Given data:
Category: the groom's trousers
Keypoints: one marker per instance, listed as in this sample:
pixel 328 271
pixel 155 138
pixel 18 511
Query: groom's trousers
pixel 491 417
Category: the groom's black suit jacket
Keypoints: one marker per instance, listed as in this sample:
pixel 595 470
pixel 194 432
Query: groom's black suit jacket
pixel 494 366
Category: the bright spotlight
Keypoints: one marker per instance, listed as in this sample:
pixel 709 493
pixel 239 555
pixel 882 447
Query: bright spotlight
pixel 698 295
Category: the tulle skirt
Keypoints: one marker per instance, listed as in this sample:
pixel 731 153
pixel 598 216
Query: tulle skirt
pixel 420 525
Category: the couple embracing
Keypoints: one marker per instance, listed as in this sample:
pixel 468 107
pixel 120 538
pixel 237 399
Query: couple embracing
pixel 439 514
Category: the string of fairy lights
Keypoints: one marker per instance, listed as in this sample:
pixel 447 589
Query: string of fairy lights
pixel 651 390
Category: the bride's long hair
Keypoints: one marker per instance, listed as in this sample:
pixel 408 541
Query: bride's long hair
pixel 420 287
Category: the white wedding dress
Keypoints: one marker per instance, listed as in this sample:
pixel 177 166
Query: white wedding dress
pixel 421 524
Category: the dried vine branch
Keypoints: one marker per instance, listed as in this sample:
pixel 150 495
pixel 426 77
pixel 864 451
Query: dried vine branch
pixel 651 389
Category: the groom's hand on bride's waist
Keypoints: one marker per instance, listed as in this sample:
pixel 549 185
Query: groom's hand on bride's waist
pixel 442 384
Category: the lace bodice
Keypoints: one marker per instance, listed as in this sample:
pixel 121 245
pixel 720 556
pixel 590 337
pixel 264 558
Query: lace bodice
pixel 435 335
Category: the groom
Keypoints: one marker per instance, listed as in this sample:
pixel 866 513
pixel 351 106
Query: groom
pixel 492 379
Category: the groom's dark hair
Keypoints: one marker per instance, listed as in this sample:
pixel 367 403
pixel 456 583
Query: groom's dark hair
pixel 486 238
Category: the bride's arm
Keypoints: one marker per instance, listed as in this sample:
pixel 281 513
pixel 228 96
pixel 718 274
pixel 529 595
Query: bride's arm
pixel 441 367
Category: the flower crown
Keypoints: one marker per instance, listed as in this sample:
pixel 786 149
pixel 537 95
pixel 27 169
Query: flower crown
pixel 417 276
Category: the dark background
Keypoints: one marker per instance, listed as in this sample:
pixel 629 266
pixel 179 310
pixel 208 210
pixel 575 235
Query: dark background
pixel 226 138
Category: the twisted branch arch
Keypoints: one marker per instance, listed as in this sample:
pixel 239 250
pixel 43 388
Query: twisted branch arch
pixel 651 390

What to work on:
Rewrite all of the lines above, changing every "Category" to "Label" and leaving everything else as it is.

Response:
Label: the groom's trousers
Keypoints: one marker per instance, listed as in this sample:
pixel 328 271
pixel 155 138
pixel 18 511
Query: groom's trousers
pixel 491 417
Label: the groom's black suit jacket
Keypoints: one marker per instance, listed as in this sample:
pixel 595 470
pixel 194 432
Query: groom's black suit jacket
pixel 494 366
Label: the bright spotlight
Keypoints: one marker per instance, listed as in this sample:
pixel 709 493
pixel 239 555
pixel 882 447
Query: bright spotlight
pixel 698 295
Label: the tulle skirt
Keypoints: one marker per instance, listed as in this sample:
pixel 731 153
pixel 598 216
Query: tulle skirt
pixel 420 525
Label: the couple embracing
Keypoints: one marker per instance, listed as in this sample:
pixel 468 107
pixel 120 538
pixel 237 399
Query: couple embracing
pixel 439 514
Label: the string of fairy lights
Keypoints: one marker per instance, listed as in this sample:
pixel 447 589
Query: string of fairy lights
pixel 651 390
Label: the bride's long hair
Keypoints: one marker per instance, listed as in this sample:
pixel 408 541
Query: bride's long hair
pixel 420 287
Label: the white wedding dress
Keypoints: one marker per instance, listed as in this sample:
pixel 177 166
Query: white wedding dress
pixel 421 524
Label: the dried vine branch
Keypoints: one marker per instance, listed as in this sample:
pixel 150 495
pixel 426 77
pixel 864 451
Query: dried vine branch
pixel 651 389
Label: the groom's hand on bride's waist
Keypoints: one marker per instance, listed as in this sample:
pixel 549 185
Query: groom's hand on bride's waist
pixel 442 384
Label: the lace bodice
Keypoints: one marker per instance, listed as in this sample:
pixel 121 245
pixel 720 556
pixel 590 337
pixel 264 558
Query: lace bodice
pixel 435 335
Label: the groom
Keypoints: one marker per instance, listed as in this sample:
pixel 866 513
pixel 351 106
Query: groom
pixel 492 379
Label: the groom's dark hair
Keypoints: one marker per instance, listed as in this sample:
pixel 367 403
pixel 456 583
Query: groom's dark hair
pixel 486 238
Label: the bride's arm
Keypoints: one marker per instance, listed as in this sample:
pixel 281 513
pixel 228 96
pixel 718 274
pixel 529 595
Query: bride's arm
pixel 441 367
Label: the flower crown
Keypoints: one marker per instance, listed as in this sample:
pixel 786 149
pixel 537 95
pixel 27 169
Query: flower crown
pixel 417 276
Label: the dark background
Keypoints: one marker per instance, listed as in this sample:
pixel 629 266
pixel 179 310
pixel 208 210
pixel 575 235
Query: dark background
pixel 226 138
Label: the twisted branch arch
Keypoints: one marker per instance, listed as in this sample:
pixel 239 250
pixel 43 388
Query: twisted branch arch
pixel 651 390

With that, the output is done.